▸ Assigned task: Report only the number of lines in this material that include the string "below".

══════════

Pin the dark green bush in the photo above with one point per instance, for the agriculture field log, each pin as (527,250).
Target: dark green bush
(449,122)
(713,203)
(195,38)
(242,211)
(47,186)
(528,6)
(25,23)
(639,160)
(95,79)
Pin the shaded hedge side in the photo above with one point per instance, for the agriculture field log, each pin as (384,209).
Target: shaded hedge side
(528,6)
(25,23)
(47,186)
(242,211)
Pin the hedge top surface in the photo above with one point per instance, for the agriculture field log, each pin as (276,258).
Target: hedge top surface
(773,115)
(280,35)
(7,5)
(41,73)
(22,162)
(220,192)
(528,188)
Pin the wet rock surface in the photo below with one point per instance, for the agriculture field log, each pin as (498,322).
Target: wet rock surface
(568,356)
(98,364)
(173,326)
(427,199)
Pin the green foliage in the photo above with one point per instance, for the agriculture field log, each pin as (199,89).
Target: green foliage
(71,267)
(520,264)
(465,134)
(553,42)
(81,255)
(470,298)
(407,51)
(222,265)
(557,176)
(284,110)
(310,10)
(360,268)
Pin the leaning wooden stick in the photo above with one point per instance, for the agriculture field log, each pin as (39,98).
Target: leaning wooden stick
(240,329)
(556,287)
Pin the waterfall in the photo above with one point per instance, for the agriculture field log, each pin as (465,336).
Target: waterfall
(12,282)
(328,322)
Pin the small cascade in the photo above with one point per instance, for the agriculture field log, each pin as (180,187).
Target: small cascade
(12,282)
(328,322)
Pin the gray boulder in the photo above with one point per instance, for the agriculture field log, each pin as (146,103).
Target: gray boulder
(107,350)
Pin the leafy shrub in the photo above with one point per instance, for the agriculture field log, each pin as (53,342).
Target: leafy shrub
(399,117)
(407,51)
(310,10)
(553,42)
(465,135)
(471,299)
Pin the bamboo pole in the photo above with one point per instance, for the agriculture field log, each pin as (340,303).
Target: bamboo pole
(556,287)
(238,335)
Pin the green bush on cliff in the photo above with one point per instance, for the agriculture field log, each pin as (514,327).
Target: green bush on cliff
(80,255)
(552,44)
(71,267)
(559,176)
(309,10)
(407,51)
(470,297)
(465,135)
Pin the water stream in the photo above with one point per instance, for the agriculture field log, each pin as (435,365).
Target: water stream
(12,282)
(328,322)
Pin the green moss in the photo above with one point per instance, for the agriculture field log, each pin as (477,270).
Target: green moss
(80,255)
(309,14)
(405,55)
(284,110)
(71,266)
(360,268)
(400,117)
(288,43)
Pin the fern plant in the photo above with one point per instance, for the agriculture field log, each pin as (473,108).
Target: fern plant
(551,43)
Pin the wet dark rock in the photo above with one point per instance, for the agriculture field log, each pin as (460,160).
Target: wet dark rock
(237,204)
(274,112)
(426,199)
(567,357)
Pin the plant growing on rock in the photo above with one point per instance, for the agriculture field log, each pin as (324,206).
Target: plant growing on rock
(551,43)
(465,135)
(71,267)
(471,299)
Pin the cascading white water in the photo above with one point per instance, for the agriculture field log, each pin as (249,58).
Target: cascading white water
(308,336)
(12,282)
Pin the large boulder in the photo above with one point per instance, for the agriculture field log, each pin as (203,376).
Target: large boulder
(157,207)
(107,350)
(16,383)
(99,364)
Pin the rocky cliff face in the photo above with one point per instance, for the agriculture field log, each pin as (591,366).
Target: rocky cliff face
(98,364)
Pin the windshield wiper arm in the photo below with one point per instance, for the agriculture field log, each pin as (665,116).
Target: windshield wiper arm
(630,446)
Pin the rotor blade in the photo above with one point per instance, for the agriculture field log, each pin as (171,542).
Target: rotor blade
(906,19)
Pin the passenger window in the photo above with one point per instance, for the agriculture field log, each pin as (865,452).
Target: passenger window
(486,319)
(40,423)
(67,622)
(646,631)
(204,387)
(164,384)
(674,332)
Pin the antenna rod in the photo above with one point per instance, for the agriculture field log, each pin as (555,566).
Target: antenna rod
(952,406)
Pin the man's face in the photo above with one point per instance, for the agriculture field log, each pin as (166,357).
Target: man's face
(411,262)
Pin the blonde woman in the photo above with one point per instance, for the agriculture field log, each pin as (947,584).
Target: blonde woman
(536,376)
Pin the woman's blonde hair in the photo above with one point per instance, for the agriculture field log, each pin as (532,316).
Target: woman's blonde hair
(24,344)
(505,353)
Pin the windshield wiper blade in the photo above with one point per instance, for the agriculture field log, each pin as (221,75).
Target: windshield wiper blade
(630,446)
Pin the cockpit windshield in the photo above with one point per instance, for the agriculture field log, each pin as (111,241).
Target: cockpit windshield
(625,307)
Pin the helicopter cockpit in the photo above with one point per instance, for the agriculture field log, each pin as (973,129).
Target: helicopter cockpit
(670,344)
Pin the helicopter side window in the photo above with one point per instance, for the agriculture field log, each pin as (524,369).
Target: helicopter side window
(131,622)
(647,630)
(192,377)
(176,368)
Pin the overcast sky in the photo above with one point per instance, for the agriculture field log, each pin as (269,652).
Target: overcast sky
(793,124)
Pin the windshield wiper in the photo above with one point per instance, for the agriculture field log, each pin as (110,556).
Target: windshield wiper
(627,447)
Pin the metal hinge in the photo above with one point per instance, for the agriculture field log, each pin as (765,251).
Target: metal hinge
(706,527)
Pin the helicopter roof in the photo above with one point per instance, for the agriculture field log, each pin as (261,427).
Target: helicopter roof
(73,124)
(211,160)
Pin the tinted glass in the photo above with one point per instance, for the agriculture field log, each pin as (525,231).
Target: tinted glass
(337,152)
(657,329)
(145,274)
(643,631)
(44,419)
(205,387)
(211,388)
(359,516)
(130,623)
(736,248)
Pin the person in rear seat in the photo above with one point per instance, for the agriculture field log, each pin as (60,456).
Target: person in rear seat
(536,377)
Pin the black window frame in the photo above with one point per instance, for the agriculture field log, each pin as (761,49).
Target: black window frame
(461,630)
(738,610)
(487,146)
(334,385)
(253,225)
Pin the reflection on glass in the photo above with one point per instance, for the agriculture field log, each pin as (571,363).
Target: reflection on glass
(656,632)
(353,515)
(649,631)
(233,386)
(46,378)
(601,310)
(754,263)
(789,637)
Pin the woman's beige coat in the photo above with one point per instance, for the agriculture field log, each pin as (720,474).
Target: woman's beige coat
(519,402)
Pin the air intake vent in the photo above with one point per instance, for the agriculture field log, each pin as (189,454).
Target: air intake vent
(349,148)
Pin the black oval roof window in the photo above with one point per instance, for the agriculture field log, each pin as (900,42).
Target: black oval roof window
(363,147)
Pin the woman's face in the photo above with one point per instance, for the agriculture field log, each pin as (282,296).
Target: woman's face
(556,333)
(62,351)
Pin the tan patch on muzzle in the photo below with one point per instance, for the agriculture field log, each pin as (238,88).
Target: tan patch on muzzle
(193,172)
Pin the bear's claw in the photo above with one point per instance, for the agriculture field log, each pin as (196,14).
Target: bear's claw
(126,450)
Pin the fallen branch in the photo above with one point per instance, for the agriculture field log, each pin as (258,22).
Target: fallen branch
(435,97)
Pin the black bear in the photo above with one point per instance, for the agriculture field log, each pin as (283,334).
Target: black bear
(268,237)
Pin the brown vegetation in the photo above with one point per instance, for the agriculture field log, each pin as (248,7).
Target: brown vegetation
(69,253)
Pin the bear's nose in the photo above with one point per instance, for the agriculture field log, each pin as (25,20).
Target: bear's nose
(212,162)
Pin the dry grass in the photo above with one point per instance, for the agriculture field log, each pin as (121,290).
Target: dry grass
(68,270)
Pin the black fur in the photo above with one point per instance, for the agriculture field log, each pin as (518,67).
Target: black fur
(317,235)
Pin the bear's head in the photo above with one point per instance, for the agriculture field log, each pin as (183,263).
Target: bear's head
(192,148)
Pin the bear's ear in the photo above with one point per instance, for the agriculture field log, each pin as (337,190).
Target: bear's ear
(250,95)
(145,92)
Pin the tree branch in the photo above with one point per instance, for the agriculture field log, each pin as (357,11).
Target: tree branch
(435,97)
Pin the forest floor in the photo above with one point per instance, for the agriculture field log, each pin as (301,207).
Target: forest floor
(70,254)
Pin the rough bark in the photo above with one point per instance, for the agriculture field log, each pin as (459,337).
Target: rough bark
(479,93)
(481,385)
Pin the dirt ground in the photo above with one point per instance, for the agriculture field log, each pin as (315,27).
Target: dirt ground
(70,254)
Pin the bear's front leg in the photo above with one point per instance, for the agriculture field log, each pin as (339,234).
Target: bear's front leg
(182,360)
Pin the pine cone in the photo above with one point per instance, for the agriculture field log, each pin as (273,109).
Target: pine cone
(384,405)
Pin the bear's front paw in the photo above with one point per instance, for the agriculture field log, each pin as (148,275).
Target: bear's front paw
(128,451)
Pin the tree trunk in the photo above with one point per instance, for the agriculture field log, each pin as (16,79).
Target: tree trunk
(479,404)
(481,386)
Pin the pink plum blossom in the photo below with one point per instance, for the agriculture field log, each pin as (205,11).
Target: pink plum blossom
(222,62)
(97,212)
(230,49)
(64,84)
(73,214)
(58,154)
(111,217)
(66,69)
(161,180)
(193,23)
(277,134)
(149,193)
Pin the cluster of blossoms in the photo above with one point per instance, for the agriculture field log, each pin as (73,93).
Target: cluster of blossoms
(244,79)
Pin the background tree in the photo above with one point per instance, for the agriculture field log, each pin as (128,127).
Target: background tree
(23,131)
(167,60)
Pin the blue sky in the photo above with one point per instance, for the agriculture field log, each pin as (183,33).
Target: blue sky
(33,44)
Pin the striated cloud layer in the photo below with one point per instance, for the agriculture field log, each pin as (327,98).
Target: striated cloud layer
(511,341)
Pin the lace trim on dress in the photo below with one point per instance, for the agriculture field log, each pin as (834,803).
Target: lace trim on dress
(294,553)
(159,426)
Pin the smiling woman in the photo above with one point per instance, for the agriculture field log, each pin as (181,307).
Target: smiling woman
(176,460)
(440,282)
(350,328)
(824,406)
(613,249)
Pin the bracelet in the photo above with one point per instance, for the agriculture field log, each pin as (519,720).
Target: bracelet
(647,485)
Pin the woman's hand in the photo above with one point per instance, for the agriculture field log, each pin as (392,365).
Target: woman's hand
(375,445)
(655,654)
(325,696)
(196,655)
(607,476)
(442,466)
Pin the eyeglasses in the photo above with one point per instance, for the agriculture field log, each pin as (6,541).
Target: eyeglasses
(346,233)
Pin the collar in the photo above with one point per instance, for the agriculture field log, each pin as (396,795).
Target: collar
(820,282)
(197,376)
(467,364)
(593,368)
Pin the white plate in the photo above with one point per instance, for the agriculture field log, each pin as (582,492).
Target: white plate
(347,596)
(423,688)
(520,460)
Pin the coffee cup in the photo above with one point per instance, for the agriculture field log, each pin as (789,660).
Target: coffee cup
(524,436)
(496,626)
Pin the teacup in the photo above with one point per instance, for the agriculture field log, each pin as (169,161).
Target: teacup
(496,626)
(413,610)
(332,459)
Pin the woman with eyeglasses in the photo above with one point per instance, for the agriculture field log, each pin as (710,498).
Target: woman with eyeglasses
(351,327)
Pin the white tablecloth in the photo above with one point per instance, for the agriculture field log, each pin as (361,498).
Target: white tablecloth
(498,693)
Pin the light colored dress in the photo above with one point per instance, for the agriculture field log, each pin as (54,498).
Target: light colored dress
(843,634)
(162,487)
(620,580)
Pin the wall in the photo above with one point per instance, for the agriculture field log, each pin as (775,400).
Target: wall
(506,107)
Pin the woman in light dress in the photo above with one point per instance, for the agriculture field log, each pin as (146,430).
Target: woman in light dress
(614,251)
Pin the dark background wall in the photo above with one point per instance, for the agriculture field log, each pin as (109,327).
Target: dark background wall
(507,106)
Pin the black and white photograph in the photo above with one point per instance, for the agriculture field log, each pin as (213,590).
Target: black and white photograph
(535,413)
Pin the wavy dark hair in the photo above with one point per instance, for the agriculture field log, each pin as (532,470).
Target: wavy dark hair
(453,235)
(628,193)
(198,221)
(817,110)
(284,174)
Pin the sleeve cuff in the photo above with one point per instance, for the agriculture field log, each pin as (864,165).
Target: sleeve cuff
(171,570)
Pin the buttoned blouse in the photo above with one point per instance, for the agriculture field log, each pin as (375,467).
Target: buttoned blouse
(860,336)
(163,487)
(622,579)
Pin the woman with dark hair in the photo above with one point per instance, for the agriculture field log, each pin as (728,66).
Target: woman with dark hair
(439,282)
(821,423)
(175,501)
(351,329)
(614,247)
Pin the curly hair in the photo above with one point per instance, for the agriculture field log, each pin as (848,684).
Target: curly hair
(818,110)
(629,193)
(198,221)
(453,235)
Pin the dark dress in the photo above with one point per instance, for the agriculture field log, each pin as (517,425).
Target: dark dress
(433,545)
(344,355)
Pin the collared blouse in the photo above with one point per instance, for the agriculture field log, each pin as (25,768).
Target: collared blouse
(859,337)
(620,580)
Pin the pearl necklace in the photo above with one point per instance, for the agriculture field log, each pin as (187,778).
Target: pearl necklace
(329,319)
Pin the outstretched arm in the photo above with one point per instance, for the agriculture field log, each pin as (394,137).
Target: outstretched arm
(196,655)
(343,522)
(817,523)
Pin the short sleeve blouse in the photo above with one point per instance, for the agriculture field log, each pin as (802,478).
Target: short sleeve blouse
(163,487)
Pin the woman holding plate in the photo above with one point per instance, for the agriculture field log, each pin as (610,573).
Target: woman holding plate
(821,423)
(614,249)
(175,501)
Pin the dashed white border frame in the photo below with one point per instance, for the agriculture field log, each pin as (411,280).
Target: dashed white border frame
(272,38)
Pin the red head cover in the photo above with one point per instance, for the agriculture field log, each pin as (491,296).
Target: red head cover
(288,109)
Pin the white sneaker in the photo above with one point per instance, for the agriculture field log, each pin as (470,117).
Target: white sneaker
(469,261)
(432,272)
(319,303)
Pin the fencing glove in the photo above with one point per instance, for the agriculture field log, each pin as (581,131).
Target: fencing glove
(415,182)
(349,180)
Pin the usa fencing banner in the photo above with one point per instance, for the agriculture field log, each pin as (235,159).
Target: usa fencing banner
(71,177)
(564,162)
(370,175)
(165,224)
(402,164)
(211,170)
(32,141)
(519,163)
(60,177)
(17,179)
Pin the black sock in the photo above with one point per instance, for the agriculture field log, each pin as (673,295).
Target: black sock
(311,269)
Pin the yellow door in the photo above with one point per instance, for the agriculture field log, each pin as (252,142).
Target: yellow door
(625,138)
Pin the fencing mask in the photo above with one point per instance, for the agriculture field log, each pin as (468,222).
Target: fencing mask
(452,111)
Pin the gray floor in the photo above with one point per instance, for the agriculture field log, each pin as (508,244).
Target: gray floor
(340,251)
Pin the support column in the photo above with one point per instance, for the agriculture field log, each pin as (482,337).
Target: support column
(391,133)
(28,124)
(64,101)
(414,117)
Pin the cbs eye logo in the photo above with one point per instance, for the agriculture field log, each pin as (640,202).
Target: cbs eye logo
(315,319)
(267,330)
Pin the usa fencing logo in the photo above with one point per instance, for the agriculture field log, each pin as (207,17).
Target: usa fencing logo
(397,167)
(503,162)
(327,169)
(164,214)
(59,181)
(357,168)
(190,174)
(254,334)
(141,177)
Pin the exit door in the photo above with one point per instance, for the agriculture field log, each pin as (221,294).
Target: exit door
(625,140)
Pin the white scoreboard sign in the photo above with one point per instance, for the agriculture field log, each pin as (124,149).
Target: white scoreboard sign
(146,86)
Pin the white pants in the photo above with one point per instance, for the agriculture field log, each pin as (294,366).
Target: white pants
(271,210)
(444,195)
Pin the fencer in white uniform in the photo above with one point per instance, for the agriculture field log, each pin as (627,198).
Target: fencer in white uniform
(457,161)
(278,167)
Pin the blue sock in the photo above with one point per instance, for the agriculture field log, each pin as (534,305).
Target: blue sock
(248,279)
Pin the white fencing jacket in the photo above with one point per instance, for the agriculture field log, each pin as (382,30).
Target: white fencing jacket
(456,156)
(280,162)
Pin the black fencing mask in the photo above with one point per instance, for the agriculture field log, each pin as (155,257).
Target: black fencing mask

══════════

▸ Completed exercise: 7